TASK INSTRUCTIONS: Collect every line in the entries below that contains the string "cherry". Case counts.

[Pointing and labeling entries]
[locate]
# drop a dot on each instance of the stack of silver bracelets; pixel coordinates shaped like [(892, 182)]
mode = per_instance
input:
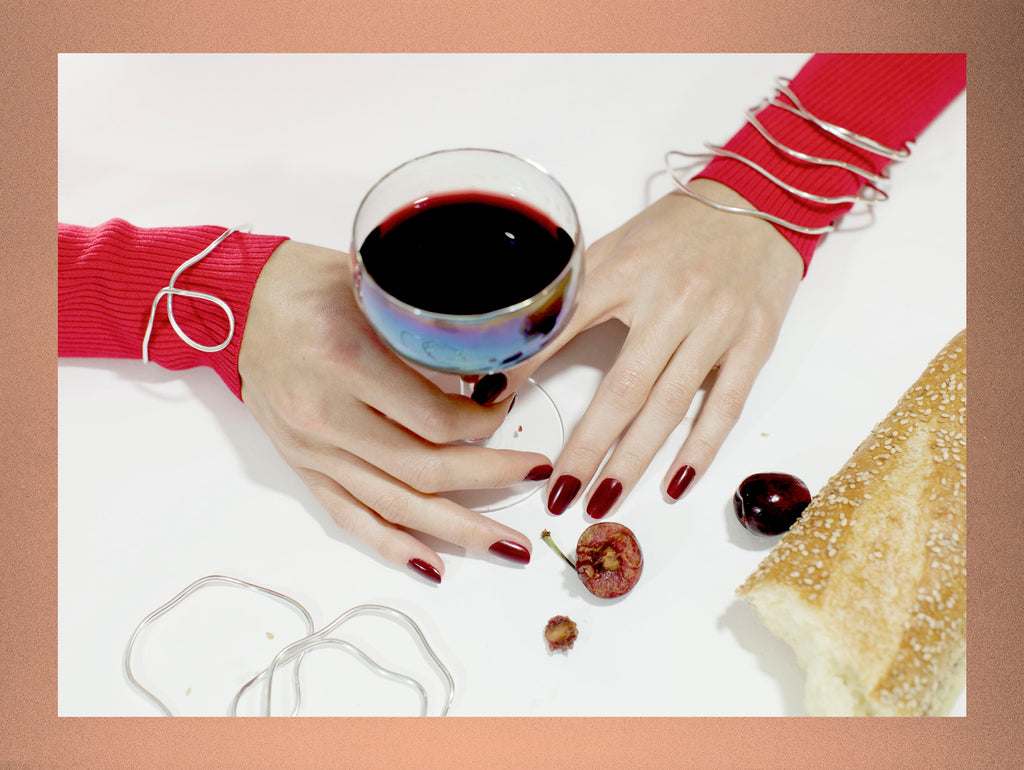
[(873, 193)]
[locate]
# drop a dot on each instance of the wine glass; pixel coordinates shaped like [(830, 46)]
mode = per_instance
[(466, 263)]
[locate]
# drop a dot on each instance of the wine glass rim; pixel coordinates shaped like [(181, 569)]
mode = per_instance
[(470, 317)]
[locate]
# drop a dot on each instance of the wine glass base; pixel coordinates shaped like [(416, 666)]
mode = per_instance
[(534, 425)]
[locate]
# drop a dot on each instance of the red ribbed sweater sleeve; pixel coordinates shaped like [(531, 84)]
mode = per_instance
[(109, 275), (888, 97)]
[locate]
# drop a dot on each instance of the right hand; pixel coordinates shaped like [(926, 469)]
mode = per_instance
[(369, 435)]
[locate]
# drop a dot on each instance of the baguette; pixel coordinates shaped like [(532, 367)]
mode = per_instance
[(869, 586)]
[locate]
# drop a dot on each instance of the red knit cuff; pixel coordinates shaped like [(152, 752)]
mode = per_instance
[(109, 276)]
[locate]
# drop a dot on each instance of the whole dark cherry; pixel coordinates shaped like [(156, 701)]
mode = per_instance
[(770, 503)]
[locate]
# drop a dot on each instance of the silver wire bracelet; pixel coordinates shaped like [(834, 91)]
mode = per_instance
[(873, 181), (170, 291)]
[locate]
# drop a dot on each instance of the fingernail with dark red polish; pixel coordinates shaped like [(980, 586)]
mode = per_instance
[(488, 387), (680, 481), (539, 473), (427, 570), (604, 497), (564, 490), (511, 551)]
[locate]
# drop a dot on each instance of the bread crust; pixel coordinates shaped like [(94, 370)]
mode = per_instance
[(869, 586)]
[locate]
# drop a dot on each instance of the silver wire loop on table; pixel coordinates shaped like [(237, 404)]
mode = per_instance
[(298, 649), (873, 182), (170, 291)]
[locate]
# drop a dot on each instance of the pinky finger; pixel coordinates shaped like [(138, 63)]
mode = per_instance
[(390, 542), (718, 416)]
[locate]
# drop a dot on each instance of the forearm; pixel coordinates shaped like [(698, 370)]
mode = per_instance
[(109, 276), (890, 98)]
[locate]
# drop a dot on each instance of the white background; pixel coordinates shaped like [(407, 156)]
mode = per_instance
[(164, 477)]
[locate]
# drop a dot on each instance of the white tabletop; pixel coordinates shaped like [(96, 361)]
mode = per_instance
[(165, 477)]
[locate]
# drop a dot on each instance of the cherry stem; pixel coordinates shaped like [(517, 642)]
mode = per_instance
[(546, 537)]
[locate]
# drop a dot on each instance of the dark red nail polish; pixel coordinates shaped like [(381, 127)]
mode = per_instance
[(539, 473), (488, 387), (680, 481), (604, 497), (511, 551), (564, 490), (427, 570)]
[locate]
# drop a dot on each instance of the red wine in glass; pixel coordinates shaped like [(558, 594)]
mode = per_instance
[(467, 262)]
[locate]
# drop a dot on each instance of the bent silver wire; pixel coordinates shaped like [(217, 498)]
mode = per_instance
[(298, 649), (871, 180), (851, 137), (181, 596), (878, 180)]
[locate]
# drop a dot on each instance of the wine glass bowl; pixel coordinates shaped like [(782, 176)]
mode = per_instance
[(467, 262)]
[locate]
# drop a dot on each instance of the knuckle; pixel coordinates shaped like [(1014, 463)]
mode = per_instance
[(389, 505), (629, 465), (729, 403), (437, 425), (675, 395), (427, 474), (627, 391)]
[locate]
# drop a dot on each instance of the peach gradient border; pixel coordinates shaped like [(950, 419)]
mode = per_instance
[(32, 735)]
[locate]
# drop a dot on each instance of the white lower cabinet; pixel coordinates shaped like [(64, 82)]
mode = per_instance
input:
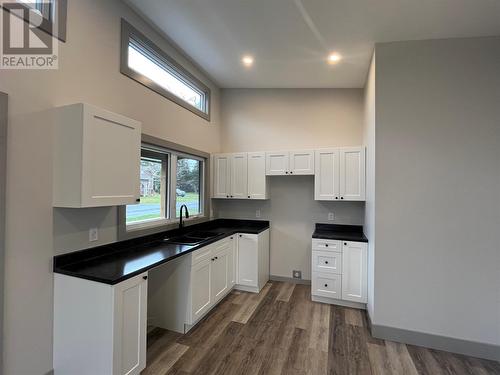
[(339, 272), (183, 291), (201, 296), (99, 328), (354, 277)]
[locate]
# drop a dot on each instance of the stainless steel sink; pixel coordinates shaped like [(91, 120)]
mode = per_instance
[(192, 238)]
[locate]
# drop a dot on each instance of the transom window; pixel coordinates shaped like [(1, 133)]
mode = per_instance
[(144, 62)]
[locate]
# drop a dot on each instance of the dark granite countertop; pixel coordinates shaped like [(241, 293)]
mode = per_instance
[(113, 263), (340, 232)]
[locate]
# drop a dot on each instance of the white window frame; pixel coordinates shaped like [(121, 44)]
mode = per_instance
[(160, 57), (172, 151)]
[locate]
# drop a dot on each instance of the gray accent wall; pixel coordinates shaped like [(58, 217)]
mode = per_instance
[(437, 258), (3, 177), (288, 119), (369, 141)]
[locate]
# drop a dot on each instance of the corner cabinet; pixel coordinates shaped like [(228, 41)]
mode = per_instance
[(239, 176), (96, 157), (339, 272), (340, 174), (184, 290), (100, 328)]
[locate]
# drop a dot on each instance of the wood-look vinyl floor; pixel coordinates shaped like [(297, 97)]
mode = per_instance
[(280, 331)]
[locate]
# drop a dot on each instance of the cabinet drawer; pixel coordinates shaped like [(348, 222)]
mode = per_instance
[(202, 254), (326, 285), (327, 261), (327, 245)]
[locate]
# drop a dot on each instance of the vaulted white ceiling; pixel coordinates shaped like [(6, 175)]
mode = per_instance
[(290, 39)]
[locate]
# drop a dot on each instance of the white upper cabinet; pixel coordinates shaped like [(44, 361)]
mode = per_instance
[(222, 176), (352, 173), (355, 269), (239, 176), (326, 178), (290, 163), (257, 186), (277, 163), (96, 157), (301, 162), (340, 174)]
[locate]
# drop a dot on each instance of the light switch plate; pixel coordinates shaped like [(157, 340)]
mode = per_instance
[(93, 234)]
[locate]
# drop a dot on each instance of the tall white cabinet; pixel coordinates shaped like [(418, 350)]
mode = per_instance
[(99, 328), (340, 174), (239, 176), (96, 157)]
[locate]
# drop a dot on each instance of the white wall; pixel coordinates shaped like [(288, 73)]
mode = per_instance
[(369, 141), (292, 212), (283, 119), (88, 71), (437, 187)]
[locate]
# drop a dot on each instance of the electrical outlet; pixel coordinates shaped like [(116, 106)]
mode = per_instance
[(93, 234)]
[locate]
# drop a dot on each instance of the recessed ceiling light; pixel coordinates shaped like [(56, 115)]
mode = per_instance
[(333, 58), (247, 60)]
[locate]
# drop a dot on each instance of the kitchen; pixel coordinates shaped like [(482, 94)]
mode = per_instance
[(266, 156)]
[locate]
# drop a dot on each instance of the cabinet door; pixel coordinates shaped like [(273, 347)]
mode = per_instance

FULL SOLUTION:
# drop a dot on each instance of the whole dark cherry; pixel coordinates shaped like [(156, 701)]
# drop a dot on each instance of the cherry stem; pixel coordinates shaped like [(517, 642)]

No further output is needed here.